→ Exercice proposé
Recopiez à l'identique toutes les lignes ci-dessous, sans en omettre aucune, mais sans reproduire les images.

→ Données fournies
-----

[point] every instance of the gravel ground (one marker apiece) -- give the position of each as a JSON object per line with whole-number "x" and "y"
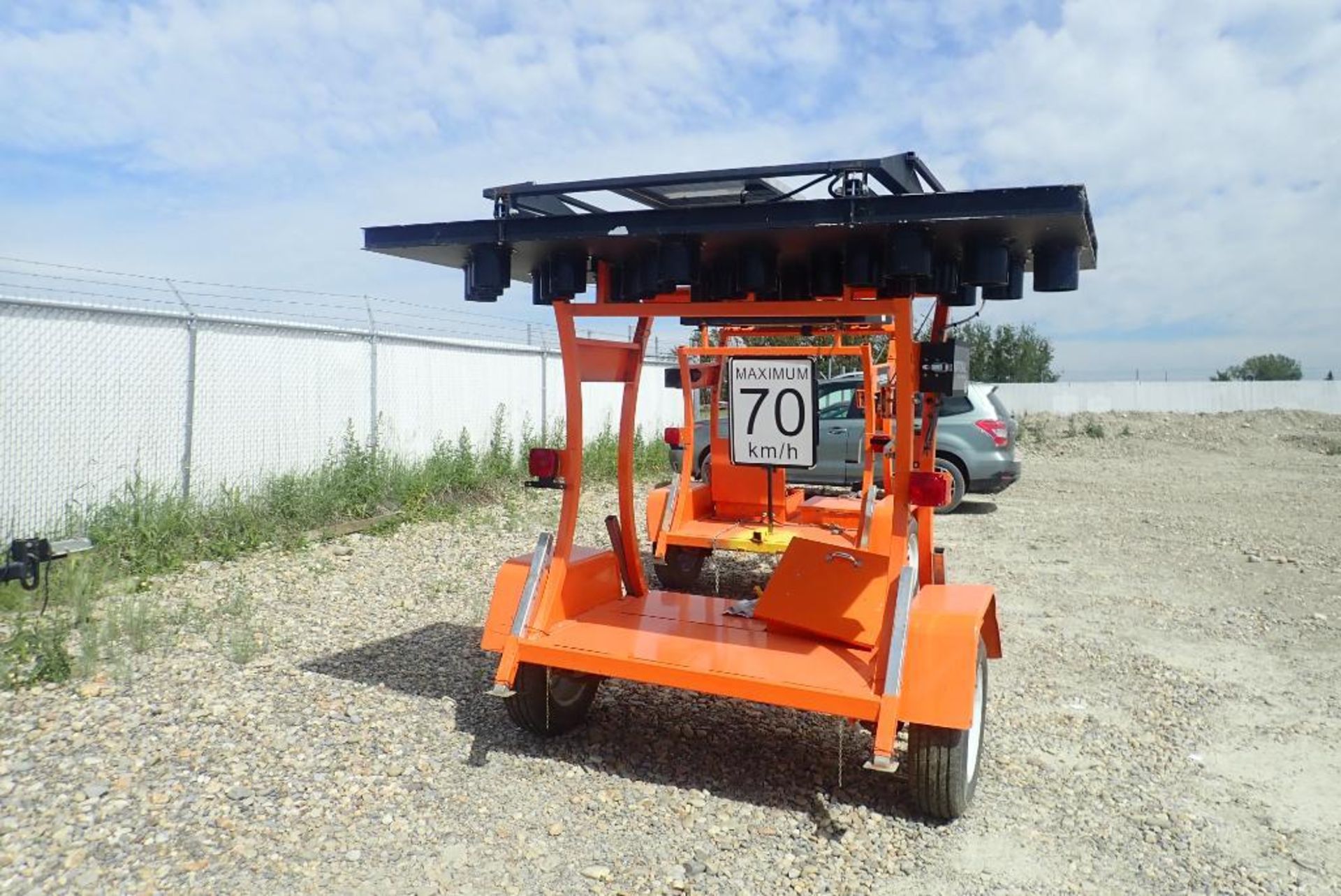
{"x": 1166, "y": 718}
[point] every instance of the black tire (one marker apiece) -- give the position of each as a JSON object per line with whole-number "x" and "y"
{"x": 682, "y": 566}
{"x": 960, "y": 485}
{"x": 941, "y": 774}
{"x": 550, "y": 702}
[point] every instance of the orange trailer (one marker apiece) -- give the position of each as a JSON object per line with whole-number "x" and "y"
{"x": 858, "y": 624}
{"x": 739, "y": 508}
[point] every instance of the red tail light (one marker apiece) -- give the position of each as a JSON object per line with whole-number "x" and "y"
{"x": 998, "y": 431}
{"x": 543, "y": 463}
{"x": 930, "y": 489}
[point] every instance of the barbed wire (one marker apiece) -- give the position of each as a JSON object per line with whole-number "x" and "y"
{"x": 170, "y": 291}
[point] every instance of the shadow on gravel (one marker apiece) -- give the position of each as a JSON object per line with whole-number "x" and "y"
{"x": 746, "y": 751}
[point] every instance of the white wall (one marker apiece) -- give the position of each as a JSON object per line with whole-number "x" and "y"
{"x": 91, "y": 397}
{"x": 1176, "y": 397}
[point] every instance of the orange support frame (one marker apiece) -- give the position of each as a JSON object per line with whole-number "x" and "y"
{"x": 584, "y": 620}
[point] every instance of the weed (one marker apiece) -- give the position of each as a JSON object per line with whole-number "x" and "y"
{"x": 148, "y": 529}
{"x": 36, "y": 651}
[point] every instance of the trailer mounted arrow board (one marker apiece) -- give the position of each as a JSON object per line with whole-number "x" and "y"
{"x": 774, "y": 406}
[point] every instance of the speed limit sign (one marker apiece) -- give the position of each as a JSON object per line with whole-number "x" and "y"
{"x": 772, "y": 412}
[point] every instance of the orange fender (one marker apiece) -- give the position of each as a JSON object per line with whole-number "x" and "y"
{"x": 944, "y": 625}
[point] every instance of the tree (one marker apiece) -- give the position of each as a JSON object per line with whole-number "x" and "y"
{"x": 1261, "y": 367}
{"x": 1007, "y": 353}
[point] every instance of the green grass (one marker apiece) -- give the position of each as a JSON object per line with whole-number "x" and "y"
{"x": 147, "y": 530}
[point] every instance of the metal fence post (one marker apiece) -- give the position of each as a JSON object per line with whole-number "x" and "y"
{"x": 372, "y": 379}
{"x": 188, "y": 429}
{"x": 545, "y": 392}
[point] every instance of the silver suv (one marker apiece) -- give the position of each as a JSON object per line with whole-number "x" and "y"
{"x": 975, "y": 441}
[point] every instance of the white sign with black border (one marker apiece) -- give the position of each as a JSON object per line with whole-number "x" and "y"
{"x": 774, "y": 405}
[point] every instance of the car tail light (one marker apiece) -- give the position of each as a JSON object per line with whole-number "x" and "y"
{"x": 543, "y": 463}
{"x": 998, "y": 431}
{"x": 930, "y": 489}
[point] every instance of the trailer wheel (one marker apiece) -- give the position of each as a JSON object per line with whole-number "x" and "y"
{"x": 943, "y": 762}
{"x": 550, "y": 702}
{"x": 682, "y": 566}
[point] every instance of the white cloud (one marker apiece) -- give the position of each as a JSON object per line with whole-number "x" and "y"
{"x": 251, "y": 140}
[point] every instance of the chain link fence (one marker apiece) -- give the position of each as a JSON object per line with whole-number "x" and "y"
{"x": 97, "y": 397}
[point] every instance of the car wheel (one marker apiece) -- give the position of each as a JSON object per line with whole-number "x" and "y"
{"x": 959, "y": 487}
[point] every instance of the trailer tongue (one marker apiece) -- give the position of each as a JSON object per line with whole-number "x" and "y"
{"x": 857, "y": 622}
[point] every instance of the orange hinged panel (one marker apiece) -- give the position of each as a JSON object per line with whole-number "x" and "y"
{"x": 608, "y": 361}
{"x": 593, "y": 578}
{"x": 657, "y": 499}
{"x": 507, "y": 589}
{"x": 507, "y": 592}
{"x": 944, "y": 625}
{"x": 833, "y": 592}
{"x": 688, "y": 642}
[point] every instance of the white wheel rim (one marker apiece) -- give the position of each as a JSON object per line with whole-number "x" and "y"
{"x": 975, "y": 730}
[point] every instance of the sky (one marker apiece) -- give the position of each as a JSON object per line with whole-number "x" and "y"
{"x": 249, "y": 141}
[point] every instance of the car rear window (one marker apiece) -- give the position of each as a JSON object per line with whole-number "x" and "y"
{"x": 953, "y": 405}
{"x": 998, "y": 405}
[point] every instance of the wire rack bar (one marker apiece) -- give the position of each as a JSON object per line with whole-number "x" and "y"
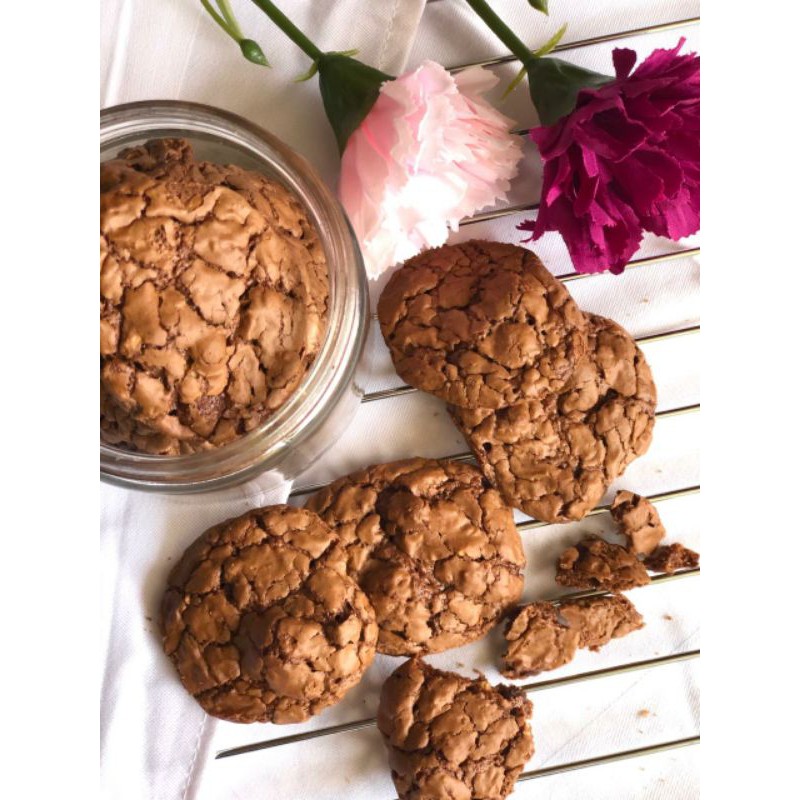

-----

→ Résultat obtenu
[point] every instance of the gravel ground (one marker apiece) -- give the position of each as a JSON object per line with whole-number "x" and "y"
{"x": 1166, "y": 718}
[point] every instance of the black tire (one marker apiece) -- give the position of each as a JSON object per line with whole-number "x" and "y"
{"x": 682, "y": 566}
{"x": 960, "y": 485}
{"x": 941, "y": 774}
{"x": 550, "y": 702}
[point] every instance of the orange trailer (one marker apiece) -- give the position of each as a JSON object per line with whole-number "x" and "y"
{"x": 858, "y": 624}
{"x": 739, "y": 508}
[point] every instance of the red tail light (one marker apiece) -- give the position of each as a JSON object per line with whole-number "x" and "y"
{"x": 998, "y": 431}
{"x": 543, "y": 463}
{"x": 930, "y": 489}
[point] every instance of the barbed wire (one marker apiece) -- give the position of each as a JSON object per line with whole-number "x" and "y"
{"x": 170, "y": 291}
[point] every instance of the shadow on gravel (one marker apiece) -- give the position of each as a JSON object per line with whole-number "x" and "y"
{"x": 746, "y": 751}
[point] every instance of the white wall (one marker apiece) -- give the position of each as a JSON object per line with whole-number "x" and "y"
{"x": 91, "y": 397}
{"x": 1176, "y": 397}
[point] every instance of the orange support frame (one marker apiece) -- give the position of each as a JSON object per line with whole-number "x" and "y"
{"x": 584, "y": 620}
[point] every instance of the weed (one marker apiece) -- give the position of each as a JSON object per line with whole-number "x" and "y"
{"x": 148, "y": 529}
{"x": 36, "y": 651}
[point] every instance of the trailer mounted arrow board (one marker apiece) -- give the position of each as a JSON object per line with whole-number "x" and "y"
{"x": 774, "y": 406}
[point] every instance of the speed limit sign (one marker apiece) -- give the position of each as a JSON object per line with whole-number "x" and "y"
{"x": 772, "y": 412}
[point] every instance of the orange fender (one marker apiece) -- give the position of each as a JSON object per line with whole-number "x" and "y"
{"x": 944, "y": 625}
[point] every instance of the tree (one marker apiece) -- give the position of each as a JSON object per line with whole-number "x" and "y"
{"x": 1261, "y": 367}
{"x": 1007, "y": 353}
[point] every instance of the green grass (one marker apiece) -- give the position of each as a JSON object per line with whole-number "x" and "y"
{"x": 147, "y": 530}
[point] every instance of the metal fence post (one marker apiece) -- give the position of each as a JSON object per line with whole-number "x" and "y"
{"x": 372, "y": 379}
{"x": 188, "y": 429}
{"x": 545, "y": 392}
[point] every instance of the silver suv (one marker apiece) -- give the position of each as a JSON object per line with whole-number "x" and "y"
{"x": 975, "y": 441}
[point] every instance of the white sign with black border (one marker apiece) -- give the position of each as a JSON object per line with whole-number "x" and "y"
{"x": 774, "y": 405}
[point] every instance of the car tail light (one marker apiece) -- give the position of each as a JSON object per line with whole-number "x" and "y"
{"x": 543, "y": 463}
{"x": 998, "y": 431}
{"x": 930, "y": 489}
[point] every instance of the trailer wheel (one marker apiece) -- give the position of each as a JSON object per line with whole-number "x" and "y"
{"x": 943, "y": 762}
{"x": 550, "y": 702}
{"x": 682, "y": 566}
[point] every instance of the white cloud (one marker apiece) -- give the position of each as a JSON object per line with whole-number "x" and "y"
{"x": 251, "y": 140}
[point] every instance of the chain link fence (one marker apiece) -- give the position of each as a JSON object per line with whole-number "x" and "y"
{"x": 97, "y": 397}
[point] every instance of the car wheel (one marker apiece) -- give the position of each as a JSON object per line with whole-number "x" and "y"
{"x": 959, "y": 487}
[point] every instance of the trailer tongue (one marker apiece) -- give the position of each as a JSON object per line with whole-number "x" and "y"
{"x": 857, "y": 622}
[point] every instance of the orange hinged panel (one marker apiece) -- give the position of each as a JSON object per line with whole-number "x" and "y"
{"x": 608, "y": 361}
{"x": 593, "y": 578}
{"x": 657, "y": 499}
{"x": 507, "y": 589}
{"x": 507, "y": 592}
{"x": 944, "y": 625}
{"x": 833, "y": 592}
{"x": 688, "y": 642}
[point] every instance of the white wheel rim (one marker apiece) -- give the position of each as a JSON object per line with whole-number "x" and "y"
{"x": 975, "y": 730}
[point] every instance of the sky (one marker apiece) -- give the position of each as a JSON object per line with whole-number "x" and "y"
{"x": 249, "y": 141}
[point] every instance of the car rear window (one marker apiece) -- give the position of each as a JSON object per line with whole-number "x" and "y"
{"x": 953, "y": 405}
{"x": 998, "y": 405}
[point] every instance of the wire rack bar (one marker apiece) -- give the position of each as a JSON object per line with whole-number "x" and "y"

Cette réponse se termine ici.